A priori it is not clear that finding the longest path should be harder than finding the shortest path, but this turns out to be the case. While we know how to find the shortest path in $$O(n)$$ time, for the longest path problem we have not been able to significantly improve upon the trivial brute force algorithm that tries all paths.

Specifically, in a graph of degree at most $$d$$, we can enumerate over all paths of length $$k$$ by going over the (at most $$d$$) neighbors of each vertex. This would take about $$O(d^k)$$ steps, and since the longest simple path can’t have length more than the number of vertices, this means that the brute force algorithms runs in $$O(d^n)$$ time (which we can bound by $$O(n^n)$$ since the maximum degree is $$n$$). The best algorithm for the longest path improves on this, but not by much: it takes $$\Omega(c^n)$$ time for some constant $$c>1$$.At the moment the best record is $$c \sim 1.65$$ or so. Even obtaining an $$O(2^n)$$ time bound is not that simple, see Reference:longest-path-ex.

### Finding the minimum cut in a graph

Given a graph $$G=(V,E)$$, a cut is a subset $$S$$ of $$V$$ such that $$S$$ is neither empty nor is it all of $$V$$. The edges cut by $$S$$ are those edges where one of their endpoints is in $$S$$ and the other is in $$\overline{S} = V \setminus S$$. We denote this set of edges by $$E(S,\overline{S})$$. If $$s,t \in V$$ then an $$s,t$$ cut is a cut such that $$s\in S$$ and $$t\in \overline{S}$$. (See Reference:cutingraphfig.) The minimum $$s,t$$ cut problem is the task of finding, given $$s$$ and $$t$$, the minimum number $$k$$ such that there is an $$s,t$$ cut cutting $$k$$ edges (the problem is also sometimes phrased as finding the set that achieves this minimum).One can also define the problem of finding the global minimum cut (i.e., the non-empty and non-everything set $$S$$ that minimizes the number of edges cut). One can verify that a polynomial time algorithm for the minimum $$s,t$$ cut can be used to solve the global cut in polynomial time as well (can you see why?).

Stored data:
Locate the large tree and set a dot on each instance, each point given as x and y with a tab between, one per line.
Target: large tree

Challenges:
#1 For each statement below, state whether it agrees with the text on longest paths and minimum cuts. Answer yes or no, and quote the deciding words of the text.
(a) It is clear in advance that finding the longest path should be harder than finding the shortest path.
(b) The set sought in the global minimum cut problem may be empty.
(c) A polynomial time algorithm for the minimum s,t cut can be used to solve the global cut in polynomial time.
#2 Repeat the portion of the text on longest paths and minimum cuts that runs from "A priori it" up to and including "tries all paths.".

Solved problems:
#1
(a) No: "A priori it is not clear that finding the longest path should be harder than finding the shortest path"
(b) No: "the non-empty and non-everything set"
(c) Yes: "can be used to solve the global cut in polynomial time as well"

#2
A priori it is not clear that finding the longest path should be harder than finding the shortest path, but this turns out to be the case. While we know how to find the shortest path in $$O(n)$$ time, for the longest path problem we have not been able to significantly improve upon the trivial brute force algorithm that tries all paths.